• _Exercise prompt_: Pull out every line of the entries below that contains the string "saucer", and copy each such line in full.

• _Records provided_:
## START

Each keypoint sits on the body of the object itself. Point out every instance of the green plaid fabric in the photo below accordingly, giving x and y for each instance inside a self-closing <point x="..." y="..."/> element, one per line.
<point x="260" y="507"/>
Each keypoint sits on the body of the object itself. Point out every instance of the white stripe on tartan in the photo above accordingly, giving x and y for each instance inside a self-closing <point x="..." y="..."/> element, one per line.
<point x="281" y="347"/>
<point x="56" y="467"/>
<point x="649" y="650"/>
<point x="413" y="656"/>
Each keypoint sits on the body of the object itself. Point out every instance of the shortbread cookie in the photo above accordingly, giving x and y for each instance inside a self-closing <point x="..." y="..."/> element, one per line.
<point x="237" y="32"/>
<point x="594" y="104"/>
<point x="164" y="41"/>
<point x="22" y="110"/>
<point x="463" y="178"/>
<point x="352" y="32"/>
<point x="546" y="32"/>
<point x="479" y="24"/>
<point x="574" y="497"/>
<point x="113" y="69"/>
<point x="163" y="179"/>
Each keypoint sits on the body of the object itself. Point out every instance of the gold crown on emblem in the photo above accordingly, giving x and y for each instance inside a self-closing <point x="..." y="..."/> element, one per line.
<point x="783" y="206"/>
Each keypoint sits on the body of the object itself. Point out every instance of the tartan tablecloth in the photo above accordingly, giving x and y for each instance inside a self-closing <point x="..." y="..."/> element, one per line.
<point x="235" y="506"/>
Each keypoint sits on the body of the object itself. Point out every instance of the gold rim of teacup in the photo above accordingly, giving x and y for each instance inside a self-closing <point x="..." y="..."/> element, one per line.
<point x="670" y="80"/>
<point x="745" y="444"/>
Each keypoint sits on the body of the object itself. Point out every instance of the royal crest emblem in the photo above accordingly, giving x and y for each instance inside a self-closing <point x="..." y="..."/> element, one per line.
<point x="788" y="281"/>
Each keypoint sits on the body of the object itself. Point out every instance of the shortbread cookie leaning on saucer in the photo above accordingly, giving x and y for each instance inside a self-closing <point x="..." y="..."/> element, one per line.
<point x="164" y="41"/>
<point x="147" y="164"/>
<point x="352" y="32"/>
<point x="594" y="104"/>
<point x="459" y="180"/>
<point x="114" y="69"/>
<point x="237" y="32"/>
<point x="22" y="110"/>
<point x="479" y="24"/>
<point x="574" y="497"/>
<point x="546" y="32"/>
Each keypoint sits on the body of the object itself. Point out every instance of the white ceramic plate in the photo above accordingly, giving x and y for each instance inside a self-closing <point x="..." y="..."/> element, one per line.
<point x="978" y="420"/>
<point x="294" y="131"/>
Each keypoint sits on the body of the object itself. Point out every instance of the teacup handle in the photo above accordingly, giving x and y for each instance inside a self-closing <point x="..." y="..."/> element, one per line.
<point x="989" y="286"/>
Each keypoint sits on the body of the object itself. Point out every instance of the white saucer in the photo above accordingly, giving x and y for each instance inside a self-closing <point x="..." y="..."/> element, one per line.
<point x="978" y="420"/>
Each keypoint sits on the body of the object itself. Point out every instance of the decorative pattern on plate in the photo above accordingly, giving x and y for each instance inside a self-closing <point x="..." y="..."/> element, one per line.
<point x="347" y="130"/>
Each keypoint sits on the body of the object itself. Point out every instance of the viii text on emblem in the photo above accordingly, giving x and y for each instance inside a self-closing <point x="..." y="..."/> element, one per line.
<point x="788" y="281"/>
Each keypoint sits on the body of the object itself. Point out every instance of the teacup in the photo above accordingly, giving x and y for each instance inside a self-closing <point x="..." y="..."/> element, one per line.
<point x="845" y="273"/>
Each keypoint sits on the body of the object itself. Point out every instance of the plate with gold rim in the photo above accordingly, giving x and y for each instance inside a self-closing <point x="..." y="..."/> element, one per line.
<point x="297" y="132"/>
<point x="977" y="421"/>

## END
## START

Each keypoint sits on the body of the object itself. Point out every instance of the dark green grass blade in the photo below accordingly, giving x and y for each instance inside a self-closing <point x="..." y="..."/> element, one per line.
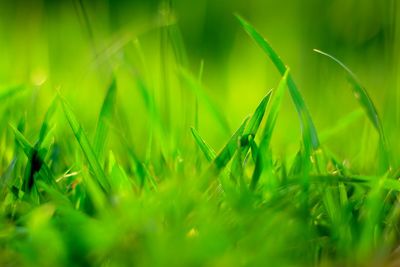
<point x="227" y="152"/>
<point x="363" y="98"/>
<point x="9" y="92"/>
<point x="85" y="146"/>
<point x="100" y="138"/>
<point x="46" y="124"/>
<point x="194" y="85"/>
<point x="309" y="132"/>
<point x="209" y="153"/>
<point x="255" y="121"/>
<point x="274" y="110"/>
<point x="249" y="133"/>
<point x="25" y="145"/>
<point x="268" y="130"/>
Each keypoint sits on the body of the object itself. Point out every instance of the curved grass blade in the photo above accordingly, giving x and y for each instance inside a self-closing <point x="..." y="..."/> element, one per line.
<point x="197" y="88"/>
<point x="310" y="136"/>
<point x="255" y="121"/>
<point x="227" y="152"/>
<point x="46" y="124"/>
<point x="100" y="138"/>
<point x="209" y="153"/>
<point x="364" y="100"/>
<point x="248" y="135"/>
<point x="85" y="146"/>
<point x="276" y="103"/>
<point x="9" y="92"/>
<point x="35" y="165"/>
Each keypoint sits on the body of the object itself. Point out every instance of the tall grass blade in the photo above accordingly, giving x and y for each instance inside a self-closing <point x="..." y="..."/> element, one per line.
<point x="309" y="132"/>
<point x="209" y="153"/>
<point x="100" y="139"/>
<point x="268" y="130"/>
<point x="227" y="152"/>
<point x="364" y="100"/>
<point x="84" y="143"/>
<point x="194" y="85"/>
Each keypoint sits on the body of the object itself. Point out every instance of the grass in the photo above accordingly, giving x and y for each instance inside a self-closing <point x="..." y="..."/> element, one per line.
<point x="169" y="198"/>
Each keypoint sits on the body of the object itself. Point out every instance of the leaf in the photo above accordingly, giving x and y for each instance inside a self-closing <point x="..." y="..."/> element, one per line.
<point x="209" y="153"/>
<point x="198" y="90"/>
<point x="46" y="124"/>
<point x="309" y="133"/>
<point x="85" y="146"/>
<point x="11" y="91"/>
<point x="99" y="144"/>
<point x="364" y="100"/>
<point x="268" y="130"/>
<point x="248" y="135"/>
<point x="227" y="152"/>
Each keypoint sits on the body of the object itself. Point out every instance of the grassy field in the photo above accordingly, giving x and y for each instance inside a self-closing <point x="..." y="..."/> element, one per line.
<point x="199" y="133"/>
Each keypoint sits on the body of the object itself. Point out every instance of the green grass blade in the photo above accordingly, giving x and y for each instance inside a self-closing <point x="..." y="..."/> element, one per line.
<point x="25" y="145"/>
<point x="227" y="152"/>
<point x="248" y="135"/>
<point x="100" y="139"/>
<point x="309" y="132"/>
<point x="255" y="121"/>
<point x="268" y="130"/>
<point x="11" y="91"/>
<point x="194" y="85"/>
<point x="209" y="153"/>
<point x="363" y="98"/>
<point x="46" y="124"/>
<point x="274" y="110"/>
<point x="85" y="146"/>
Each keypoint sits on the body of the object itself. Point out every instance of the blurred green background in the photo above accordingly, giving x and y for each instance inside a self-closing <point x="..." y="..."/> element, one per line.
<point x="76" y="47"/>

## END

• _Correct response_:
Each keypoint sits on the body of the object itself. Point out every instance of the shortbread cookie leaning on saucer in the photo above accordingly, giving x and y for each instance inside a self-closing <point x="..." y="..."/> element, one per line.
Each keypoint sits on the body of the object itself. Point out every instance of the white saucer in the photo above accordingly, giving x and y for each instance inside a self-closing <point x="..." y="..."/> element, one per line.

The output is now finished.